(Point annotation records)
=-=-=

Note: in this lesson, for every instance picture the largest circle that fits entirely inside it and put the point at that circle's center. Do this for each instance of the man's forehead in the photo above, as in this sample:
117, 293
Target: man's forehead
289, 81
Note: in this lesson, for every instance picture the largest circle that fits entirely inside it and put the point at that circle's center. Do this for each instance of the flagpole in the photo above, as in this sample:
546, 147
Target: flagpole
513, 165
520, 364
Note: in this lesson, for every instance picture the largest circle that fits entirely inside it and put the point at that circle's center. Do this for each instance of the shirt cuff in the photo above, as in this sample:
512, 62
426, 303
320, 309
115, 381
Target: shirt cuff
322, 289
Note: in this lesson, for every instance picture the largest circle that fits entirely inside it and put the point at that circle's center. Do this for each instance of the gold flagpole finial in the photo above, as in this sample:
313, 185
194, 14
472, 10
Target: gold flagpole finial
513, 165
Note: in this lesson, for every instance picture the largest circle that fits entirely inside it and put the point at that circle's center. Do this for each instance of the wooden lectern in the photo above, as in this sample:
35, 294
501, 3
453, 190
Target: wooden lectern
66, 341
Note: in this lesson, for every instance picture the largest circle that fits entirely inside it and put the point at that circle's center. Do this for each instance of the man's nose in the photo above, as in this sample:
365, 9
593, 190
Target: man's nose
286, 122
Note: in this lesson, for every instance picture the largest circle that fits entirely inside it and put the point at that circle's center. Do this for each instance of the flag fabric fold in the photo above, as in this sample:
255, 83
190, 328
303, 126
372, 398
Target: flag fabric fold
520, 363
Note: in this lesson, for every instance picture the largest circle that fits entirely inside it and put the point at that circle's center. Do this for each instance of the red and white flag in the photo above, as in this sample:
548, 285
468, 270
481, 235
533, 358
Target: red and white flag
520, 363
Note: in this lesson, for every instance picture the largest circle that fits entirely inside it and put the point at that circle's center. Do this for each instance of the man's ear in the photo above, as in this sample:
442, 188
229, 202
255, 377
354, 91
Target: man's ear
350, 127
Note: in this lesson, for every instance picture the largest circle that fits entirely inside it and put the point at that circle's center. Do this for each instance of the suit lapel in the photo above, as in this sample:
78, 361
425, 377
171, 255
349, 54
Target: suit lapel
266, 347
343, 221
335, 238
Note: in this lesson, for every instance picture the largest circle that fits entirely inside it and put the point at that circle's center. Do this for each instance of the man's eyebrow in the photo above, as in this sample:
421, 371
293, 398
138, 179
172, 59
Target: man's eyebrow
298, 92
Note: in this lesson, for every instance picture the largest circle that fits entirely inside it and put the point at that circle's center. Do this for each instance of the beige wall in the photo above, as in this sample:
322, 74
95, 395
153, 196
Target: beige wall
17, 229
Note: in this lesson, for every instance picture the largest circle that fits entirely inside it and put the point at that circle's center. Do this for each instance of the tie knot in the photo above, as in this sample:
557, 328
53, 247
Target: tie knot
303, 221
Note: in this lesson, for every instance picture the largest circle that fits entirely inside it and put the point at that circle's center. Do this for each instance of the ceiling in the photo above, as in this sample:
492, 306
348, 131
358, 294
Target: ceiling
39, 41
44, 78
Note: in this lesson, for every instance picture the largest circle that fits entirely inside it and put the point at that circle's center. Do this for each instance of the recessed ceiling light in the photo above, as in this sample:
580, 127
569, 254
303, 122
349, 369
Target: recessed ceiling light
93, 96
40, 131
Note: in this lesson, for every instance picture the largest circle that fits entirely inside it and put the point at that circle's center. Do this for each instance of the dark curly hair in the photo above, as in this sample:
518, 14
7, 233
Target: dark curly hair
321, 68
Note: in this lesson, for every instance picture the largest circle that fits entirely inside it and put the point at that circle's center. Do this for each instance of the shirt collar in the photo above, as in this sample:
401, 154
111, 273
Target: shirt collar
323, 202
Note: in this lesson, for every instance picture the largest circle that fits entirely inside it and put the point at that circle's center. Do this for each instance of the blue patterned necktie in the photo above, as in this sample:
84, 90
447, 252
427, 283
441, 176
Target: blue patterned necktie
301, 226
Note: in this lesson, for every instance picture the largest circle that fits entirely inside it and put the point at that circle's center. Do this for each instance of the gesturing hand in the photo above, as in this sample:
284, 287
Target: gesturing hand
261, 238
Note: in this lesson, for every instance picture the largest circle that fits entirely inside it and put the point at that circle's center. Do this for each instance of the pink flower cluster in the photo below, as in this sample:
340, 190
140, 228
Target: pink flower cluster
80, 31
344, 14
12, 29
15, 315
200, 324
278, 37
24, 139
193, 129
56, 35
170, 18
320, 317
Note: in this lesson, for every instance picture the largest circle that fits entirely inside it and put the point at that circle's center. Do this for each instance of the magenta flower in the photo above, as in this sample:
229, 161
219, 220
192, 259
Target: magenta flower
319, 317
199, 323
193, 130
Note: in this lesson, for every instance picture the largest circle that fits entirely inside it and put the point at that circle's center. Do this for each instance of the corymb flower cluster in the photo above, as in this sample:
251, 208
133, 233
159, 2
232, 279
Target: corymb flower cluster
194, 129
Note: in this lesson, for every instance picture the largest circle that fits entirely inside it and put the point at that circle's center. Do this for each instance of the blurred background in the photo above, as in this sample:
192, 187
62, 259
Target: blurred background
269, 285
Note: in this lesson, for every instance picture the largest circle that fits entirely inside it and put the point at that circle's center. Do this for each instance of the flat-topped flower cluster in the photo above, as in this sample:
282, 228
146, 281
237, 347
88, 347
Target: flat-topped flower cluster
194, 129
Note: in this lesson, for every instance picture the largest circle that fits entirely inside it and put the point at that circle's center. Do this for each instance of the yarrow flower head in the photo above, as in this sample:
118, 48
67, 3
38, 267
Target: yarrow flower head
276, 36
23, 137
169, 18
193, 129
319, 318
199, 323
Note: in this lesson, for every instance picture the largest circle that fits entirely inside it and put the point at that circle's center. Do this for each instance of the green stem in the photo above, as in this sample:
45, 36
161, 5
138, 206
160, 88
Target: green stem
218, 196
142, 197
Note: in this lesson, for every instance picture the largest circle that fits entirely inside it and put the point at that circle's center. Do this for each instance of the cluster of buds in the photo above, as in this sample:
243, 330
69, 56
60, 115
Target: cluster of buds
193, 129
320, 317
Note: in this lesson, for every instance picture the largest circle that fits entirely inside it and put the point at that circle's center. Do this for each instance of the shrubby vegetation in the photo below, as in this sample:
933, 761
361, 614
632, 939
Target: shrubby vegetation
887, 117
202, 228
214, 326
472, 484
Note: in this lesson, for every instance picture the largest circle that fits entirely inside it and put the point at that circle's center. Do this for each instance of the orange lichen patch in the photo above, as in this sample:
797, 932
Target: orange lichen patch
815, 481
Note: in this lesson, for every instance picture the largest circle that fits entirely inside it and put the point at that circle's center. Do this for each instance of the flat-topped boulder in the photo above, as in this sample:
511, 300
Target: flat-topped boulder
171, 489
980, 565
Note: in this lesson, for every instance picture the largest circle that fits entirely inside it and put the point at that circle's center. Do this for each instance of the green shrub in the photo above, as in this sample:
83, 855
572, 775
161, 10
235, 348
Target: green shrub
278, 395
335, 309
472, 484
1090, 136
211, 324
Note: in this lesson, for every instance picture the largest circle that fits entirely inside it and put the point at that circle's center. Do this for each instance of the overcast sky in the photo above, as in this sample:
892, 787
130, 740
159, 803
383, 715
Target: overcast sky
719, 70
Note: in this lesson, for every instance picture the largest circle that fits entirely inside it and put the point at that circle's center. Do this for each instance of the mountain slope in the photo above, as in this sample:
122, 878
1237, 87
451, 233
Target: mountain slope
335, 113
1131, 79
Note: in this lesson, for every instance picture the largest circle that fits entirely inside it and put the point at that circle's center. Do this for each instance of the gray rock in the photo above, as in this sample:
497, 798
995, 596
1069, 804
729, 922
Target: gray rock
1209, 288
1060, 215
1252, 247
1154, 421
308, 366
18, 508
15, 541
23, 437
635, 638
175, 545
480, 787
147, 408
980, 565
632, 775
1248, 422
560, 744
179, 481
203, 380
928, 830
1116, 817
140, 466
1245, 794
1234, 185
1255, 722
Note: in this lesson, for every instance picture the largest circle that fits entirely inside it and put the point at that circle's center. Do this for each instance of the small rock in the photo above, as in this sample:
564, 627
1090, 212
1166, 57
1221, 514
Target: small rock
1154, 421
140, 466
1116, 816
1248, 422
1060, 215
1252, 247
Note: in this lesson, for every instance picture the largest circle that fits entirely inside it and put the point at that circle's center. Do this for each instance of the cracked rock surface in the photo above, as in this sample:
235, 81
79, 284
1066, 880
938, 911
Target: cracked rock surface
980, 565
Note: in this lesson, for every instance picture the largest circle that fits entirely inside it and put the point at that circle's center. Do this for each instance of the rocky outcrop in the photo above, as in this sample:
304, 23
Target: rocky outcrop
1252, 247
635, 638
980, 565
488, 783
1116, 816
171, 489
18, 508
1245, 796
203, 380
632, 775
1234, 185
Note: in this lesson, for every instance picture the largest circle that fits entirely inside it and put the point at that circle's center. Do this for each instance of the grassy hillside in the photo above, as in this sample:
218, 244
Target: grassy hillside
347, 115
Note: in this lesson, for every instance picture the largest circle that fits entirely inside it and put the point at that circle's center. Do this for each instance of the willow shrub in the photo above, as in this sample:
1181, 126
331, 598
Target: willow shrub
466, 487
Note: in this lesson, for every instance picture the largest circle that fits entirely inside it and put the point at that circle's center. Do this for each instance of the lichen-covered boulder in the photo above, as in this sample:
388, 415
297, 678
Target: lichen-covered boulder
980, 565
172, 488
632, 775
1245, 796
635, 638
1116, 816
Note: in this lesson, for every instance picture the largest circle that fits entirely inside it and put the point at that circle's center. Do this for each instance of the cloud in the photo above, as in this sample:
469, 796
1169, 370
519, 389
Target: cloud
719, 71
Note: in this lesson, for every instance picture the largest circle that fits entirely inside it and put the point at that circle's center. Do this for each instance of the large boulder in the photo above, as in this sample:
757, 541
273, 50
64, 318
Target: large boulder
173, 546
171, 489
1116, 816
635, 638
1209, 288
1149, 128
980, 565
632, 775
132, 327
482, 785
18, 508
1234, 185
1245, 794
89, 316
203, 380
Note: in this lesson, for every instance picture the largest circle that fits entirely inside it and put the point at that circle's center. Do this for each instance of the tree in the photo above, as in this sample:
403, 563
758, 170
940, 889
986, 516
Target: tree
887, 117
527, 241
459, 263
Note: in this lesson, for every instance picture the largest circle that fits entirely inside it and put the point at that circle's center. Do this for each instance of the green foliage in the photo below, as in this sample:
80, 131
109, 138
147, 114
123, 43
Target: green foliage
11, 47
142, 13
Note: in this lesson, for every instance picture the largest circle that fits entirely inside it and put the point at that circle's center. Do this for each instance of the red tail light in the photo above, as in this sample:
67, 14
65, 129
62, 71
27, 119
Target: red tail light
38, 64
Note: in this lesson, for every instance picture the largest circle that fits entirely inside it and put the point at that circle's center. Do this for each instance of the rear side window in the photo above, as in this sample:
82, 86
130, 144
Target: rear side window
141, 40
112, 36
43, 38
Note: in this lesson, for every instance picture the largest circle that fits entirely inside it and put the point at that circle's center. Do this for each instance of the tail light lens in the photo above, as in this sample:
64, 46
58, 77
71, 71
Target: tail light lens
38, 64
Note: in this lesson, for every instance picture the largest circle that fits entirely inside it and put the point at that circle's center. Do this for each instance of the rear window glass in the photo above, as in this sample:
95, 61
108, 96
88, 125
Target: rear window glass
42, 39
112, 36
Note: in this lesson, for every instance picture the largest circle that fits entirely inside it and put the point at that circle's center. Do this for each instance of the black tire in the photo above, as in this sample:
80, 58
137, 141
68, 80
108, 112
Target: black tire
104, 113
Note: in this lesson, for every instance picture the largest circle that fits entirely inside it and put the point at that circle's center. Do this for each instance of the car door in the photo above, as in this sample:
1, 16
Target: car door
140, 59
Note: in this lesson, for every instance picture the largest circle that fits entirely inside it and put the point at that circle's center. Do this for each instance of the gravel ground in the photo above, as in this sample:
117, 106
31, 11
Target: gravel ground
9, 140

=-=-=

Copy out, word for word, the lines above that begin with the one containing "of the tail" and run through the final line, with both ends included.

-- REPLY TO THE TASK --
Note: in this lesson, for every instance picture the largest circle that fits entirely inside it and put the point at that circle's center. Do this for each instance of the tail light lens in the photo above, as in this sample:
64, 46
58, 77
71, 71
Target: tail light lens
38, 64
Note: in this lesson, for every instance picture the largest circle that fits entirely inside it and put the point at that circle's center. Do this for each instance of the rear window glass in the photo above, as in this sample:
95, 61
108, 96
88, 125
Target: rear window glass
42, 39
112, 36
Note: in this lesson, for every instance picture the largest circle that fits entirely inside it and put the point at that circle's center. Do this for each instance of the black tire in the photo above, as in this sample:
80, 58
137, 141
68, 80
108, 112
Target: black tire
104, 113
Note: in this lesson, for every instance picture the largest circle that fits entirely inside it and put the point at that circle's center. Do this for each instance of the car door in the photo above, as in this sample:
1, 16
Target: car door
140, 59
Note: in this lesson, for every instance picture the largest circle that fits entirely inside it and put the point at that circle's center. Do this for each instance of the gravel ground in the photo above, as in this sample:
117, 106
31, 11
Target: gravel ground
9, 140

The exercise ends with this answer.